Work instructions. Tally the lines of the material below that contain the word "woman". Give only the number.

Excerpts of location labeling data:
———

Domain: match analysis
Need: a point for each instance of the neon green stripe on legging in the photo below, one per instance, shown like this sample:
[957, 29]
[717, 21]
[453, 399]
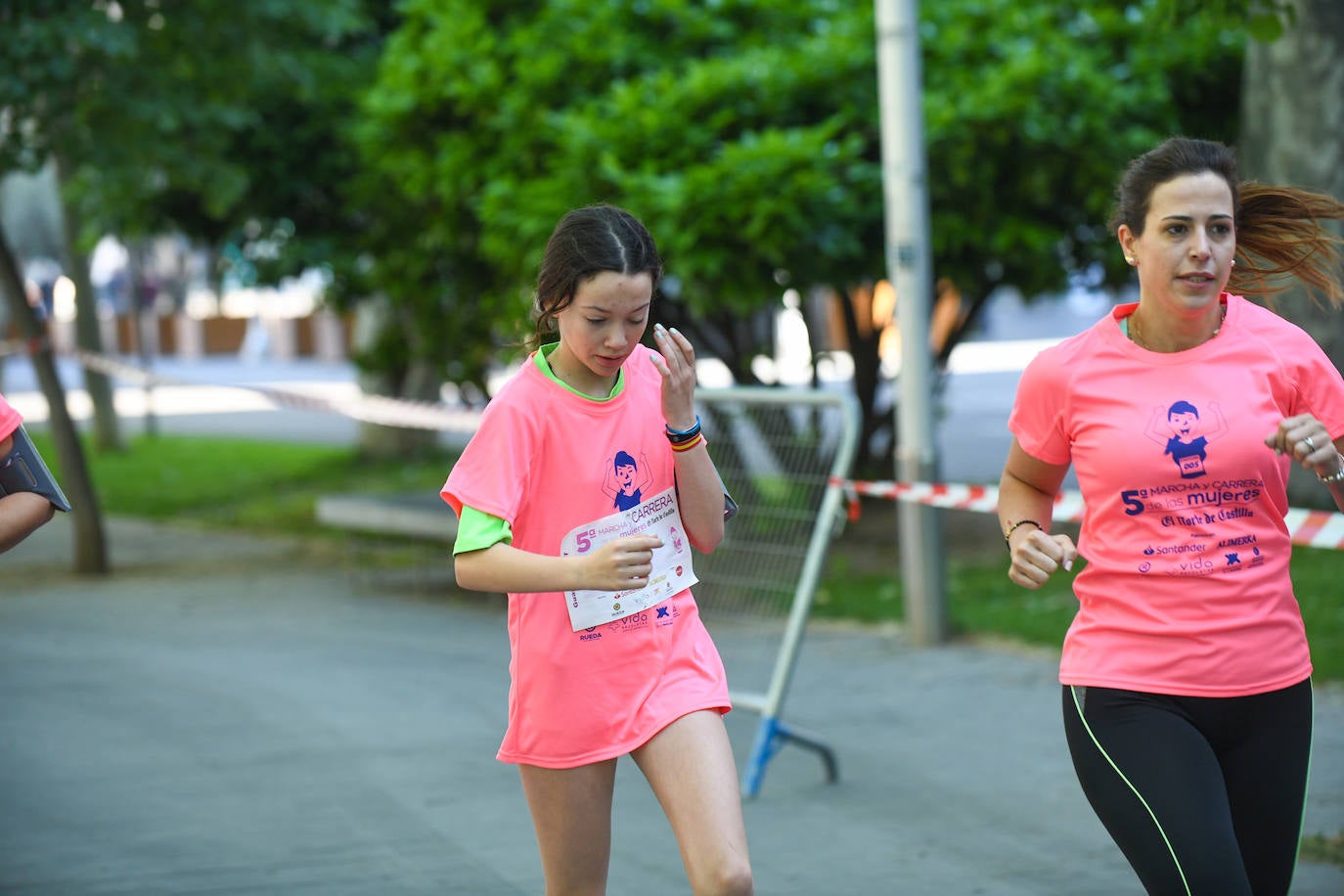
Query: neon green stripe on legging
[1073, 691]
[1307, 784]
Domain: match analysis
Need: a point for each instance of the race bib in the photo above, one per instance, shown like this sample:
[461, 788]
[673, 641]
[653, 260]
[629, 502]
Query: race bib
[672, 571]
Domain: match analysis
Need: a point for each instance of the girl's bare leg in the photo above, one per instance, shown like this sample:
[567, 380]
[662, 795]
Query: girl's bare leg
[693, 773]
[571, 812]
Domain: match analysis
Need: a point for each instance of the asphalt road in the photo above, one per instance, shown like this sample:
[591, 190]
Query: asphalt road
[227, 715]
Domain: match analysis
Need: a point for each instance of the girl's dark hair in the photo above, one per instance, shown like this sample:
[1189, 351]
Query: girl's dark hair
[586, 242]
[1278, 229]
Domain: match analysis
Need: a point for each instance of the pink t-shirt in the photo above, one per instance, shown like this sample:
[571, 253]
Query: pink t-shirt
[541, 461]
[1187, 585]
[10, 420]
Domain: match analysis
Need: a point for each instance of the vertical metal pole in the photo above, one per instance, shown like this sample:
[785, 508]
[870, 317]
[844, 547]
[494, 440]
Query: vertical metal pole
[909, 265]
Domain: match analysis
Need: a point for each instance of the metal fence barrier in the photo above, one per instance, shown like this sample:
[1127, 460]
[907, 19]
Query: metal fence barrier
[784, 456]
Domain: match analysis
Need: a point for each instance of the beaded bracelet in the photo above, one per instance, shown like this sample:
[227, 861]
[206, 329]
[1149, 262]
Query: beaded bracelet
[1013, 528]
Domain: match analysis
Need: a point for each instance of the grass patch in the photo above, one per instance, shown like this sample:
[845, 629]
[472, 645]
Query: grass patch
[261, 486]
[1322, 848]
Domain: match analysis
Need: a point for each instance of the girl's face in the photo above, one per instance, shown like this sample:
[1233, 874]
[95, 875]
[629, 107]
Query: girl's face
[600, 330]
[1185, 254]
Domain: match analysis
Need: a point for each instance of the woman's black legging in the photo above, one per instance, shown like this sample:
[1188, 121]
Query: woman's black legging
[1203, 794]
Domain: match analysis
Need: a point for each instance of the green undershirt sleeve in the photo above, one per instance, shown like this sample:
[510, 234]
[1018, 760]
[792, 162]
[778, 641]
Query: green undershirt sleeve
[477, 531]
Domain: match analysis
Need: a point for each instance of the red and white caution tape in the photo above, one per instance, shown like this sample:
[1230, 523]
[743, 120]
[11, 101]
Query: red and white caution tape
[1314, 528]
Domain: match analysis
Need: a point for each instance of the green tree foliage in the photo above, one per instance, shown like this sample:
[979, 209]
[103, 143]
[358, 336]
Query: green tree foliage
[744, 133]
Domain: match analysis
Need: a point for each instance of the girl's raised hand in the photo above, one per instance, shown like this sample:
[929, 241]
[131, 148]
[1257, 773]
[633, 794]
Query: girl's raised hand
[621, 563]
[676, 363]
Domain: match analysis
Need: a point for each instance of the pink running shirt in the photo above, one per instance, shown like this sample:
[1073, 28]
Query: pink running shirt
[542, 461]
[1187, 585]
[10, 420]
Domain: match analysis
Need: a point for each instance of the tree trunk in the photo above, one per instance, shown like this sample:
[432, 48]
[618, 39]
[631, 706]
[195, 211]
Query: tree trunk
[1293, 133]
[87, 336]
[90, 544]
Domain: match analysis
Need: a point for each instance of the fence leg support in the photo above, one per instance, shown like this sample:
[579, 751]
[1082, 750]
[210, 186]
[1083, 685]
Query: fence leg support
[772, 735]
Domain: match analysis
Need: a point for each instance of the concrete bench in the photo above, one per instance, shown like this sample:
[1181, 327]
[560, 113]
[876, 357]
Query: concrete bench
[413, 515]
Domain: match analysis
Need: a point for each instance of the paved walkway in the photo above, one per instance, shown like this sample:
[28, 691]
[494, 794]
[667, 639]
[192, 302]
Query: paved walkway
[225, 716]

———

Response to this exercise. 2